WHAT TO WORK ON
Starting at the line that contains "Practice. Identify the grassy" and ending at the last line of the listing below, write out every line again, requests included. Shift each answer coordinate by -10 but leave the sample coordinates unchanged.

*-*-*

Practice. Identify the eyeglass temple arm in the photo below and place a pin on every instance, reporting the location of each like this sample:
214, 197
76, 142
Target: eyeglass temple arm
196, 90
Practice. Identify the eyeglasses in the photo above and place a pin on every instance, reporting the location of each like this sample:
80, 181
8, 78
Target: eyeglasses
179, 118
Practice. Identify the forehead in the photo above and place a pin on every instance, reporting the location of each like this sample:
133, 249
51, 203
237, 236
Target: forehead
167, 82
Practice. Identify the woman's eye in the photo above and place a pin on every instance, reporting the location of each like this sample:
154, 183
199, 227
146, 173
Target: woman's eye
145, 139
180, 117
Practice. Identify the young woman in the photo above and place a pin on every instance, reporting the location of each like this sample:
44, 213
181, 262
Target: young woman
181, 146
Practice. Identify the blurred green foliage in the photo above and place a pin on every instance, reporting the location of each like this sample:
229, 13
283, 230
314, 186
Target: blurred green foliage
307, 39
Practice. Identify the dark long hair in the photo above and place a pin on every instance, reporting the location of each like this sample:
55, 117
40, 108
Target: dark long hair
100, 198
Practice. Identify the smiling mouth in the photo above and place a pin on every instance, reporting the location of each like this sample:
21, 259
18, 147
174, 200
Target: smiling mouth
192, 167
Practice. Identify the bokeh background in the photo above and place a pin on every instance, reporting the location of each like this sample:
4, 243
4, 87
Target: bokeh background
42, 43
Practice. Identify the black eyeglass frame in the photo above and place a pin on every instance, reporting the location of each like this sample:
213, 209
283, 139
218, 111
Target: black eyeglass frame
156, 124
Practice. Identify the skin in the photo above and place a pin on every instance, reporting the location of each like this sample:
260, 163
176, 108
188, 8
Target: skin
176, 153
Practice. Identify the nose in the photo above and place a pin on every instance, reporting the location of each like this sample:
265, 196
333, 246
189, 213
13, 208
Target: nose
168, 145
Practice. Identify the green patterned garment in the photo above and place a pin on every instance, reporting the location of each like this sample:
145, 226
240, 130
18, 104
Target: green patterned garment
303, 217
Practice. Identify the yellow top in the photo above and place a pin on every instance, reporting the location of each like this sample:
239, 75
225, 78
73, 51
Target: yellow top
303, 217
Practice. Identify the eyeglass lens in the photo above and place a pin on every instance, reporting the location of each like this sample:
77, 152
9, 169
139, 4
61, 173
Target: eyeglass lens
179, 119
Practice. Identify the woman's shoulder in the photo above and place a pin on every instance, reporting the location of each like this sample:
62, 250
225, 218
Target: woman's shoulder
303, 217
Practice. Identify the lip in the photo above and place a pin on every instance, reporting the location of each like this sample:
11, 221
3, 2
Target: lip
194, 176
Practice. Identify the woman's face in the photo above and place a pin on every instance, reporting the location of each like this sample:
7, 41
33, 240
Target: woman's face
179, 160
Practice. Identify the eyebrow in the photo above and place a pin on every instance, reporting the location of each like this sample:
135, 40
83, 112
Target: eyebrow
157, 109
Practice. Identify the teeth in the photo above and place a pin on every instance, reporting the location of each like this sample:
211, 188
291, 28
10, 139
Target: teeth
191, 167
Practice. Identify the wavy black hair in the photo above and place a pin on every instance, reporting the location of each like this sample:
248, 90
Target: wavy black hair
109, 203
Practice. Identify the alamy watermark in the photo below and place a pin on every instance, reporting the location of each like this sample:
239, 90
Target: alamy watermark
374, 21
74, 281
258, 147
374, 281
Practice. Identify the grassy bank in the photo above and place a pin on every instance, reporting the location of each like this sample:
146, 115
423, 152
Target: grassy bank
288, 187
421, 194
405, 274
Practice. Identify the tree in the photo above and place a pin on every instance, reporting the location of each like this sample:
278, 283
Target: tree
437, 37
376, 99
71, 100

*-*-*

OUTPUT
Practice. Identify the grassy bank in the photo above and place a pin on every instance, reporting the location of each like this sample:
146, 115
423, 152
Target: grassy bank
278, 177
411, 184
395, 264
Practice. Identify the tree in the photo above and place a pin on every instance, reporting the location of each like this sample:
278, 283
Target: tree
427, 27
366, 89
61, 90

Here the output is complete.